───── EXTRACTED DATA

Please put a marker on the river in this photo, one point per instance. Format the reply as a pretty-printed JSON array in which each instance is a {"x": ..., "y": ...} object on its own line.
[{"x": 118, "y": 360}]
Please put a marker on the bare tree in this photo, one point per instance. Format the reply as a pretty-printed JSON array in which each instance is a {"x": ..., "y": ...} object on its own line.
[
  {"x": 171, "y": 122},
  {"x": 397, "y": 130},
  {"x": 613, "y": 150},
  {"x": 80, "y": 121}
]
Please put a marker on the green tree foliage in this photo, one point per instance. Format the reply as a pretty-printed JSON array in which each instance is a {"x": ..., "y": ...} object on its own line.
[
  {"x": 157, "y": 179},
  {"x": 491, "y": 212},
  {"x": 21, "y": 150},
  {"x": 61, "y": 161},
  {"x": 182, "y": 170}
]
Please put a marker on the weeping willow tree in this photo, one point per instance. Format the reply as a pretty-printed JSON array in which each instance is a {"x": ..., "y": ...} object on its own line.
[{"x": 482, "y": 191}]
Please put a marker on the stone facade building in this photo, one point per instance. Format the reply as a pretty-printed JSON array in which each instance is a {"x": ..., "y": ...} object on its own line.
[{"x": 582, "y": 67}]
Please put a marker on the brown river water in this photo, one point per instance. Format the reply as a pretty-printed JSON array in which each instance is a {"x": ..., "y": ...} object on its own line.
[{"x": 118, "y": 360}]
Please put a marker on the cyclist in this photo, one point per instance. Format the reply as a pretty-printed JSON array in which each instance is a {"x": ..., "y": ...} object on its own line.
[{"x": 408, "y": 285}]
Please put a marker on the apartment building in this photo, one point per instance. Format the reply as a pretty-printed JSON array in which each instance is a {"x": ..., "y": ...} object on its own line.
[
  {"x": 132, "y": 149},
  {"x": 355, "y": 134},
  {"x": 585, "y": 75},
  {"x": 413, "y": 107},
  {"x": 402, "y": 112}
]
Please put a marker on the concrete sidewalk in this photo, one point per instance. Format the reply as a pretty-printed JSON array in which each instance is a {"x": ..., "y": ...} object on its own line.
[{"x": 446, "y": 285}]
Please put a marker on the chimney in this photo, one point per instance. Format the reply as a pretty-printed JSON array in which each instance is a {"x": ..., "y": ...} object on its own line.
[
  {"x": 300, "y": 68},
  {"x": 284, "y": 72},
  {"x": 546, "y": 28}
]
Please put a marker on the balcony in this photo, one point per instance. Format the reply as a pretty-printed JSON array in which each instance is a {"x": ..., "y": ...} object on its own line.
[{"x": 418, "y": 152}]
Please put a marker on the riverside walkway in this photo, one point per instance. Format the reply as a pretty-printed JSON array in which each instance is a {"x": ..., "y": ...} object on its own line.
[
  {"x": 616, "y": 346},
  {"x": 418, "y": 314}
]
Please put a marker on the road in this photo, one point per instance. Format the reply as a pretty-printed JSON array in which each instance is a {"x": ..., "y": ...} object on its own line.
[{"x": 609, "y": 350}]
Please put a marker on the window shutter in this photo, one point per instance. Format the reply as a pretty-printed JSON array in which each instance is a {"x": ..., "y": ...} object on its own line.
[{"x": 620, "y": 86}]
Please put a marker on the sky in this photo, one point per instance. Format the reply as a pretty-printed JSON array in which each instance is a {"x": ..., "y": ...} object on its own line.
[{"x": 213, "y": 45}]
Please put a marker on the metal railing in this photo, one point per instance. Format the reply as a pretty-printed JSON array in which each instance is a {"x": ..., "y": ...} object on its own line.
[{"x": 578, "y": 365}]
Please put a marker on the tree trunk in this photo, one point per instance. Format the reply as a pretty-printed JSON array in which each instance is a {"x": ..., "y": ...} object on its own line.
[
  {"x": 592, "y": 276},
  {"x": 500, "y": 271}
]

──────────

WHAT TO PRODUCE: I need exact copies of the lines from the one holding "Please put a marker on the road" through the end of the records above, and nothing beyond them.

SOLUTION TO THIS TASK:
Please put a marker on the road in this photo, one point per instance. Format the reply as a pretty-printed JSON array in which each instance is a {"x": ..., "y": ...} object on its own line.
[{"x": 609, "y": 350}]
Please put a marker on the window shutter in this photo, one point per instance. Format the reply as a pretty-printed JSON array in which each instance is a {"x": ..., "y": ...} object on its own line.
[{"x": 620, "y": 86}]
Please put a marker on the sky in this photo, one point per instance. Format the reply as a pretty-printed JSON array in which each instance is a {"x": ..., "y": ...} object on its own line.
[{"x": 213, "y": 45}]
Please put a marker on the metal railing in this photo, one point per instance. Format the reply as a pretty-printed JSON array in which each instance is a {"x": ..., "y": ...} object on its own line.
[{"x": 578, "y": 365}]
Please put a marker on the tree trunk in this photo, one point per instance. Format the reply as a pretty-printed JSON array in which each instance is a {"x": ..., "y": ...} object on its own line.
[
  {"x": 592, "y": 276},
  {"x": 500, "y": 271}
]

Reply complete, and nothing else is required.